Allow me to pause a moment and address a common question that I receive about stretching before swinging the club. For the majority of individuals, as there are always those exceptions, it is not wise to climb out of the car and begin twisting the torso and bending over to touch the toes. Stretching a “cold” muscle can actually promote injury. The best way to warm up a muscle is by marching or jogging in place, or doing jumping jacks for 2 minutes. Then go through your stretch routine with the adequate blood flow to the muscle. It has been shown that this pre-stretch warm-up works better than ultrasound (not that you would normally carry one along in your golf bag). Now practice or play and lightly stretch throughout the round.

* Data provided:
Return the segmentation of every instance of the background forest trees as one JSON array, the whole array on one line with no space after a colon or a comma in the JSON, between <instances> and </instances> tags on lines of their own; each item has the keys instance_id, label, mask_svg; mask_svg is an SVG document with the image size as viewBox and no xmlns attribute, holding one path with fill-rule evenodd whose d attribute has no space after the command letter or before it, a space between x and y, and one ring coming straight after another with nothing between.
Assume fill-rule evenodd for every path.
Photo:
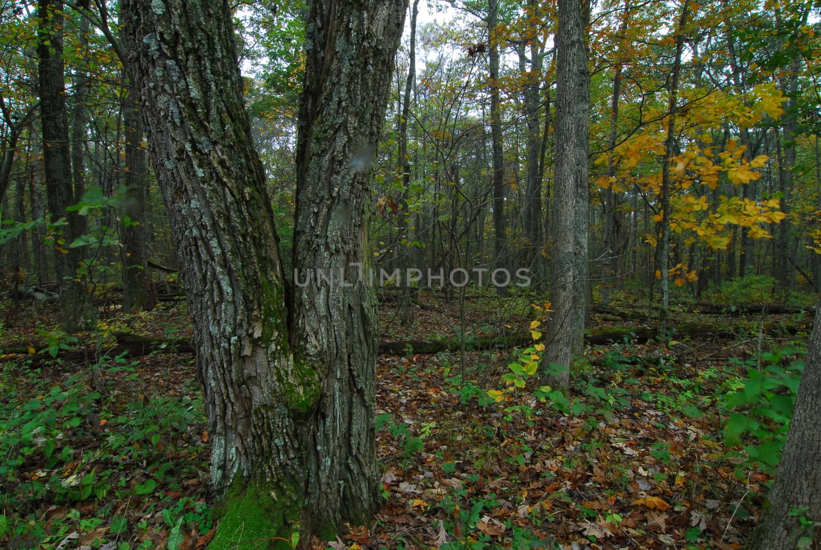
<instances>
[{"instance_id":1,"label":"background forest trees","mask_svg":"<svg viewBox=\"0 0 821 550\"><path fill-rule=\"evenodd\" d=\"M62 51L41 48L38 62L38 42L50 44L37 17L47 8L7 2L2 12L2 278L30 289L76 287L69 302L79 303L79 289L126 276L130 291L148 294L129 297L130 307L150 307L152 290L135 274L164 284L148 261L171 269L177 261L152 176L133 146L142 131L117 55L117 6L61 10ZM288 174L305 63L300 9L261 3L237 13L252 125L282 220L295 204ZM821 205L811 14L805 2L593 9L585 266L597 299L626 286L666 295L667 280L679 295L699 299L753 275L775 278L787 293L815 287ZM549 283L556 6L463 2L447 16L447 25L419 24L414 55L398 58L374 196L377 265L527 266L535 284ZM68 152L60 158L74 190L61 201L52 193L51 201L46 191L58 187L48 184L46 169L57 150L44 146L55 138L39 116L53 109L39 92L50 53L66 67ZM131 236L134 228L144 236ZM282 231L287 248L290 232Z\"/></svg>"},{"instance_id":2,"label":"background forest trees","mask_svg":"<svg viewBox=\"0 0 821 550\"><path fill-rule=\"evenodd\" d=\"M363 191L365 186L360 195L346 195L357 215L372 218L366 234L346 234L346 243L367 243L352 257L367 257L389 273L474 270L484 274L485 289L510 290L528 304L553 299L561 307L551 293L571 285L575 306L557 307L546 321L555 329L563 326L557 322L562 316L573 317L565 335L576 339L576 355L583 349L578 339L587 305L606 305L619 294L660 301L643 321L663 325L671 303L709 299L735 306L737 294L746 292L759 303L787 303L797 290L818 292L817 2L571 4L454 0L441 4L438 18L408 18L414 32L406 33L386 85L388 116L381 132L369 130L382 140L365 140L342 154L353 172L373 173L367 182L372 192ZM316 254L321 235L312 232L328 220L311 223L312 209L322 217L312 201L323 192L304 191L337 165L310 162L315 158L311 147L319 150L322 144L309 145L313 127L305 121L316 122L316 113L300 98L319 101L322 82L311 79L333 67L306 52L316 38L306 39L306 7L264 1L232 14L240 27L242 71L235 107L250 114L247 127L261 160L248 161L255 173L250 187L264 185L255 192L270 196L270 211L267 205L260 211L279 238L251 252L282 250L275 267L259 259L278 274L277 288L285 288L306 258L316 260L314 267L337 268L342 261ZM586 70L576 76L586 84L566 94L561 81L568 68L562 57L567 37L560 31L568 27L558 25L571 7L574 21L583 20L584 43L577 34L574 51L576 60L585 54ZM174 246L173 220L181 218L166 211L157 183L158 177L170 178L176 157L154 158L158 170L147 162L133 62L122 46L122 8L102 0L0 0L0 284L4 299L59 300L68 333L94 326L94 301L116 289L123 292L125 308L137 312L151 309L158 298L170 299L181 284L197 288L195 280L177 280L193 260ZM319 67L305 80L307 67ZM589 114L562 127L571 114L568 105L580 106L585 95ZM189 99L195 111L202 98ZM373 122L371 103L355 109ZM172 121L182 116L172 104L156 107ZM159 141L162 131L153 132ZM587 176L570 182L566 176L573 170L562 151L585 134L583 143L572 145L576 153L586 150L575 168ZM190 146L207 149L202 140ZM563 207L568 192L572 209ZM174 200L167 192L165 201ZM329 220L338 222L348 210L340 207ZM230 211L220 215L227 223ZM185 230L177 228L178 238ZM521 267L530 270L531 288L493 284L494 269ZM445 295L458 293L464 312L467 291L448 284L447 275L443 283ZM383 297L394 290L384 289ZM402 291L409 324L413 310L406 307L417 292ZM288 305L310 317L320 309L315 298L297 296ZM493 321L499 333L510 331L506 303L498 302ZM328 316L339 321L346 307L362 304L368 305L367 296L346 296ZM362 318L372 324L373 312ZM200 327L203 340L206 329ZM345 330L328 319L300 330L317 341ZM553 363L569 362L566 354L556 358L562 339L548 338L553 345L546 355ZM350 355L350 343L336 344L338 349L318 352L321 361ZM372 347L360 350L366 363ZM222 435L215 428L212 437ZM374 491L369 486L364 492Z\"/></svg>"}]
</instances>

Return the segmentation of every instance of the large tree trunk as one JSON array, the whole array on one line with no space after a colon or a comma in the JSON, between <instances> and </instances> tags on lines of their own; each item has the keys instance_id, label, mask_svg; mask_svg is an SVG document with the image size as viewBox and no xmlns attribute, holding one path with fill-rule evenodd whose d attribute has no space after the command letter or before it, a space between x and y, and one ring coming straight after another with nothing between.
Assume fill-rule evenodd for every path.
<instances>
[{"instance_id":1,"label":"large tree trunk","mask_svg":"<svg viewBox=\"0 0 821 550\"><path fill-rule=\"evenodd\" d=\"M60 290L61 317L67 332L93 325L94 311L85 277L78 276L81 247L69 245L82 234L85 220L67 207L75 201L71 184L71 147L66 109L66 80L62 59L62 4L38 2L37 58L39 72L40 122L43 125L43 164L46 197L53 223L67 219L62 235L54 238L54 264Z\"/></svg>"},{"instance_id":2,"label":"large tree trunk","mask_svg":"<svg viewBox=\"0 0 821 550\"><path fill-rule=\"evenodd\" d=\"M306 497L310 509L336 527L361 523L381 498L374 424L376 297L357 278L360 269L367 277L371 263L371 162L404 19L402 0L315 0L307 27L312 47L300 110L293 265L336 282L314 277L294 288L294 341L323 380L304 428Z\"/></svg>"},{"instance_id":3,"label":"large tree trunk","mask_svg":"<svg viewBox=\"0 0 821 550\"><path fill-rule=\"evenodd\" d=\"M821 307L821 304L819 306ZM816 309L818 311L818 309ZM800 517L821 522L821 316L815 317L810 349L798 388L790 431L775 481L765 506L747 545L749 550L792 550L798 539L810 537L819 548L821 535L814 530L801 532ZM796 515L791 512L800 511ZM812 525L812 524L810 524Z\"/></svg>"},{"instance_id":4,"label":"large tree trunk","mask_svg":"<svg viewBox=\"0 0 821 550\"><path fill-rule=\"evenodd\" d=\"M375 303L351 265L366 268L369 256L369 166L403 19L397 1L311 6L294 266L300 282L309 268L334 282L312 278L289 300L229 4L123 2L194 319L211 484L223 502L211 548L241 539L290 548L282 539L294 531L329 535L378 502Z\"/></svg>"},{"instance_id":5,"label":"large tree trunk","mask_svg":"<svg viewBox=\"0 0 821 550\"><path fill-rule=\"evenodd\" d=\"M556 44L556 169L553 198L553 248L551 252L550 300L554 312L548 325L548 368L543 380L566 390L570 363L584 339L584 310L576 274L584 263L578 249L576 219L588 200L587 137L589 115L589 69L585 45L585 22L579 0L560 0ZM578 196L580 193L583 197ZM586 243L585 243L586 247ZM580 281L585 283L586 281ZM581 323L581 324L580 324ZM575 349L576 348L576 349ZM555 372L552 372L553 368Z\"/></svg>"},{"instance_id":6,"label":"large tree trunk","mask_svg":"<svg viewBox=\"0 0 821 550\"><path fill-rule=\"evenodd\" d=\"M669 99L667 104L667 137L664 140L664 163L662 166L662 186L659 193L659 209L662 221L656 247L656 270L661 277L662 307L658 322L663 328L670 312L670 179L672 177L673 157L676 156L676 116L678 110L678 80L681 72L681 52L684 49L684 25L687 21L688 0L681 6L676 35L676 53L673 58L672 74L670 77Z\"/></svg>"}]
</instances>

* What needs to be done: For each statement, say whether it agrees with the passage on warming up before golf, answering yes or no and quoting the deciding words of the passage. 1. Jogging in place for 2 minutes is given as a way to warm up a muscle before stretching. 2. The passage advises against stretching once play has begun. 3. The passage claims ultrasound works better than the pre-stretch warm-up.

* Exercise solution:
1. Yes: "The best way to warm up a muscle is by marching or jogging in place, or doing jumping jacks for 2 minutes."
2. No: "Now practice or play and lightly stretch throughout the round."
3. No: "It has been shown that this pre-stretch warm-up works better than ultrasound"